## Qué harás
Prosigue el texto sobre Gorbachov a partir de su última oración.

## Texto extraído
···

El poeta alemán Hans Magnus Enzensberger lo llamó “héroe de la retirada”. Pero, ¿puede una retirada producir héroes? Un hombre perdido, atormentado por la muerte de su amada esposa y desgarrado por un sentimiento de culpa y rabia ante la trágica muerte de su amado país. Así es como Mijaíl Gorbachov, el primer y último presidente de la Unión Soviética, aparece claramente retratado en el documental Gorbachov. Heaven, de Vitaly Mansky. Esta fue también mi experiencia varios años atrás, cuando visité a Gorbachov en las oficinas vacías de su fundación. Esta impresión dura y conmovedora de Mijaíl Serguéyevich, que murió la semana pasada a los 91 años, se quedará conmigo para siempre.
Recuerdo otros dos Gorbachov. Al primero lo vi en la televisión de mi Bulgaria natal en 1985. Yo era un joven de 20 años que estudiaba filosofía en la Universidad de Sofía y Gorbachov acababa de ser elegido secretario general del Partido Comunista de la Unión Soviética. Su llegada al poder, por no hablar de sus primeras maniobras políticas, fue tan sorprendente como ver nevar en julio. El mero hecho de que la nomenklatura soviética eligiera a alguien menor de 70 años y capaz de terminar una frase era un milagro. Más sobrenatural aún fue el sentido de apertura que trajo consigo: la sensación contagiosa de que algo que hasta ayer era imposible, era posible hoy y que mañana aún más podría ocurrir.

···

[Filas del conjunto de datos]
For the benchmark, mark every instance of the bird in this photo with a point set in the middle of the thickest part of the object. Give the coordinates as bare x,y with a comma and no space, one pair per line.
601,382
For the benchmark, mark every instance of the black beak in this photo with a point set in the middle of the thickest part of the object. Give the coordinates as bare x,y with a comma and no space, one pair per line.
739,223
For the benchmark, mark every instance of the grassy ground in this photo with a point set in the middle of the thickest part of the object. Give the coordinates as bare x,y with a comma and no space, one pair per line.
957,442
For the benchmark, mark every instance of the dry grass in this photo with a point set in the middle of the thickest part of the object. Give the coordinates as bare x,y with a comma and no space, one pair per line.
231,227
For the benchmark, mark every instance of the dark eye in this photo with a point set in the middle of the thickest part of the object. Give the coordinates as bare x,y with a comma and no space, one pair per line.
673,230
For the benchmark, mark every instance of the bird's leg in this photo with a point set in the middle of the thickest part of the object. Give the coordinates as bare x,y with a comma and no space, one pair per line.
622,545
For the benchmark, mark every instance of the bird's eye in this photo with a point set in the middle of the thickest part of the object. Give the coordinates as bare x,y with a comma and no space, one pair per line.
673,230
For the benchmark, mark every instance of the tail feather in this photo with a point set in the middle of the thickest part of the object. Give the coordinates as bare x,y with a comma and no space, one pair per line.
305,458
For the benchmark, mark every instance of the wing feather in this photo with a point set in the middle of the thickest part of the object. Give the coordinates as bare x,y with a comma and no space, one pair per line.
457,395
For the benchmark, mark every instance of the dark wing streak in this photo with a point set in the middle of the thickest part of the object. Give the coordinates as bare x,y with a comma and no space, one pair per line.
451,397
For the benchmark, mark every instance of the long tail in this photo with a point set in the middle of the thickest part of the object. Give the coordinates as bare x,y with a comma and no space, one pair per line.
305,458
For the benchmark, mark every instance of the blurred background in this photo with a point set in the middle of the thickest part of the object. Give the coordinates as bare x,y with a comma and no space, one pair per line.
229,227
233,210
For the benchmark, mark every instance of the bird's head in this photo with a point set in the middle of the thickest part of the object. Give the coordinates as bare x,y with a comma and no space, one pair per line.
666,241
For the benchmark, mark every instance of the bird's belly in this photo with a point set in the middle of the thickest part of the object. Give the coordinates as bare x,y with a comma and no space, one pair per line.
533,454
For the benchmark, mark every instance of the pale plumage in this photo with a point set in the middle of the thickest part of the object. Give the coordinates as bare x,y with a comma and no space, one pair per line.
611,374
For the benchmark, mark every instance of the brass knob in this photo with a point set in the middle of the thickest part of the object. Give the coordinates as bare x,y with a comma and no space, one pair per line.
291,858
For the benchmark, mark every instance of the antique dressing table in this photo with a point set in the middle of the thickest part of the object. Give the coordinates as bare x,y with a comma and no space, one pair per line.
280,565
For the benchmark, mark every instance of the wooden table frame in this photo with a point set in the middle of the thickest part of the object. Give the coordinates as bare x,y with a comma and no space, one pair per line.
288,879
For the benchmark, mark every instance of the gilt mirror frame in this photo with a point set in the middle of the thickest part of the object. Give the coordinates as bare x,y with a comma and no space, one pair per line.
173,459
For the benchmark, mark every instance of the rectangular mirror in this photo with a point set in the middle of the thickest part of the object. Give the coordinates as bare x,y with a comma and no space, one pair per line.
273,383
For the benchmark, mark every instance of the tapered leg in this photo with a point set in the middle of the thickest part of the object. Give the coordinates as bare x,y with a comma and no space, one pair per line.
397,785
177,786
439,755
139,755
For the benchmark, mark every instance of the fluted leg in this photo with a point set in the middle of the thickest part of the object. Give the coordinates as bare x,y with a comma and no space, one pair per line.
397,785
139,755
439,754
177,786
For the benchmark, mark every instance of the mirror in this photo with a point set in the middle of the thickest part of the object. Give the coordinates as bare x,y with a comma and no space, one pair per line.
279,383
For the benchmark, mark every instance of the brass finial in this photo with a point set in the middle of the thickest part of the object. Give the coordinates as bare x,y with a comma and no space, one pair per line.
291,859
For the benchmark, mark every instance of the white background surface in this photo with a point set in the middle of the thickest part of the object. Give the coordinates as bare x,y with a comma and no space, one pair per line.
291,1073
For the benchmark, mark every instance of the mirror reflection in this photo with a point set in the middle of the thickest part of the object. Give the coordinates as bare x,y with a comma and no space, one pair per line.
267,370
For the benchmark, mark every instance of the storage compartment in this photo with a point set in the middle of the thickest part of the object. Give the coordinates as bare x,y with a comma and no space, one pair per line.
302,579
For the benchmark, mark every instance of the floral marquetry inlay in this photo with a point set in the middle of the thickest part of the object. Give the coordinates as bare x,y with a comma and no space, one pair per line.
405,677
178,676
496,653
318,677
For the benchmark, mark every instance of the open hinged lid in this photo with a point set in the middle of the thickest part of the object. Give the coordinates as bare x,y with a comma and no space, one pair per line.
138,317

···

## Resultado del ejercicio
Nos liberó del abismo psicológico que nos decía que el mañana no era más que el día después de hoy. Toda mi maduración política se produjo bajo la influencia del fenómeno Gorbachov. No nos liberó, pero nos dio la oportunidad de probar la libertad. Hizo que el mundo se interesara por aprender ruso e imaginar una Rusia diferente. Hay estanterías repletas de volúmenes escritos por politólogos que diseccionan cómo están constituidas las sociedades abiertas y las cerradas. Se escribe mucho menos sobre la impactante diferencia entre llegar a la mayoría de edad en una sociedad que abre sus puertas y llegar a la mayoría de edad en una sociedad, incluso en una relativamente abierta, en la que el aire huele a miedo y a estancamiento. Este primer Gorbachov no fue el héroe de la retirada, sino el ángel de la apertura.
El golpe
Después vino el segundo Gorbachov, al que recuerdo demasiado bien. Era agosto de 1991 y el reaccionario intento de golpe de Estado contra él acababa de ser sofocado. Esta vez, Gorbachov fue derrotado junto a él. Se había convertido en el hombre que no logró salvar el socialismo, pero sí destruir su país. Estaba destrozado, enfadado y amargado. Se podía sentir lástima por él, pero ya no era posible admirarlo. Era un perdedor sin causa.
Para la mayoría de los occidentales, lo que resulta difícil de entender es que el hombre que destruyó el comunismo soviético era uno de los pocos marxistas genuinos dentro del Gobierno soviético. “Todavía veo a Lenin como nuestro dios”, confiesa Gorbachov en el documental de Mansky. Es esta devoción al marxismo lo que en gran parte explica la época del último líder soviético en el poder. Su firme creencia en el atractivo del socialismo salvó el mundo de una versión soviética de Tiananmén.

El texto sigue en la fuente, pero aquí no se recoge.